EXERCISE DIRECTIONS:
Answer these questions from the forum thread on healing and death saves.
1. Under the house rule for the learnable cure spells, how long does a healed character's next long rest take to complete?
2. What do the "cursed" +2 and +4 attribute items strip, and at what value do they return death?
3. Which show does one poster say they have been watching, where healing is used before players drop to 0?

Like for real, cursed items that eliminate death saves? No one in their right mind would ever choose those. For any reason. They're obviously far more dangerous than they are beneficial.
 

I think you are thinking so far off the mark that you are ignoring what the players can't do & why they won't do it when given the chance. The DM is entirely under the thumb of wotc's design on this. The players are dropping to zero because they lack tools to do otherwise & the design is too beneficial for them to ever consider accepting alternatives.

In one of my games I gave the players the ability to learn & prepare a 1d8+5 first level cure spell, a 2d8+10 second level spell. & a 3d8+15 third level spell with the restriction that being healed by them resulted in your next long rest taking a number of days equal to your level to complete a long rest. The campaign is sandboxy & time is pretty much never much of a problem several months in but the player response was I quote:"why would I ever prep* or cast any of those when I can just let the damage go away when they hit zero & bring them up normally after without the cost". The "characters fall to 0 so often that "pop-up" healing is a thing" because they lack the tools to do otherwise and the entrenched system is so good that no player would ever willingly abandon it no matter what they are offered.**

* at the time this was said by a healer archetype cleric who counted all of them as prepared automatically for free and would add their wisdom mod on top of that much larger heal.
** In addition to +2/+4 attrib items capable of going above 20 that same group has recipes to make "cursed" +2 & +4 attribute items that strip death saves & go back to death at -10 but are likewise asking every merchant for attrib=19 gear for non maxed attribs refusing to even consider making the ones that could bring attribs to 22 & 24 respectively.
Why are you doing this?

The thing that strikes me about alternative healing or death saves or lingering wounds is that they are things that require buy in all around. If you want the aesthetics of a different version of D&D then play that version.
It you want 5e to play differently then you need everyone to buy in to that playstyle.

I have been watching some Critical Role and they do not wait for players to drop to 0 before healing and drop healing spells using high level slots. It is not optimal but they have chosen this as a aesthetic choice.
 

...gotta say, I'm not seeing where the players are wrong on this one. Your penalties are far in excess of the worth of the spell or item in question, making them non-choices. These options are nowhere near as tempting as you seem to think they are, given the massive penalties associated with them.

Like for real, cursed items that eliminate death saves? No one in their right mind would ever choose those. For any reason. They're obviously far more dangerous than they are beneficial.
Now you are starting to see the depth of this multipart problem. You can't just fix part of the problem because some parts need need huge buffs to provide the missing tools while other parts need "dangerous" nerfs to keep those buffs from being excessive like the houserrule in the OP. All parts need to changed simultaneously & the system is so brokenly slanted that "no one in their right mind would ever choose those. For any reason" as you say.

death saves & yoyo healing with death saves nullifying any damage beyond zero are so generous that they go beyond excessive video game cheat code power levels so anything not equal or better runs into "no one in their right mind would ever choose those. For any reason".

DATA:
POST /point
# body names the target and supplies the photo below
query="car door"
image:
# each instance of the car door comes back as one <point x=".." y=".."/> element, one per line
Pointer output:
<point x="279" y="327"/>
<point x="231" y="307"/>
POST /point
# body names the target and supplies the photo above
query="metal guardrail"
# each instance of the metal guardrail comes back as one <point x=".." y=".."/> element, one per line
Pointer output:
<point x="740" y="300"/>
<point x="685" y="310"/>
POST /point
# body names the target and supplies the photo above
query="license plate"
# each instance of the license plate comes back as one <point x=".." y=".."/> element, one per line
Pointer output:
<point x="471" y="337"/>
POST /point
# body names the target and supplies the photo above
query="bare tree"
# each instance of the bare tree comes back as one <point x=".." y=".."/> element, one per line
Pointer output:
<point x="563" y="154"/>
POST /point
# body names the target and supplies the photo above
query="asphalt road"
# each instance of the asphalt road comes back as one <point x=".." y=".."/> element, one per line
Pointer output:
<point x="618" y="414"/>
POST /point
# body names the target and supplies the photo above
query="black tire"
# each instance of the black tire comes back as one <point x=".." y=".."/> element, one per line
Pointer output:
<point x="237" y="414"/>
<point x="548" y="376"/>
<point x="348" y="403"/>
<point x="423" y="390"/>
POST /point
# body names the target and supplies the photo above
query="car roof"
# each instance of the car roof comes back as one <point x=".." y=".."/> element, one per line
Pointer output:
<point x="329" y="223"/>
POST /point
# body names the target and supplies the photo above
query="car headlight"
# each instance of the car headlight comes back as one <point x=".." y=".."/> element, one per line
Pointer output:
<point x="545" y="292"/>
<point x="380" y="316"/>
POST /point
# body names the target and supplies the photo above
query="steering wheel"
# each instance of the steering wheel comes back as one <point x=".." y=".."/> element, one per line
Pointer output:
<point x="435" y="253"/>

TASK RESPONSE:
1. A number of days equal to the character's level.
2. They strip death saves, and death returns at -10.
3. Critical Role.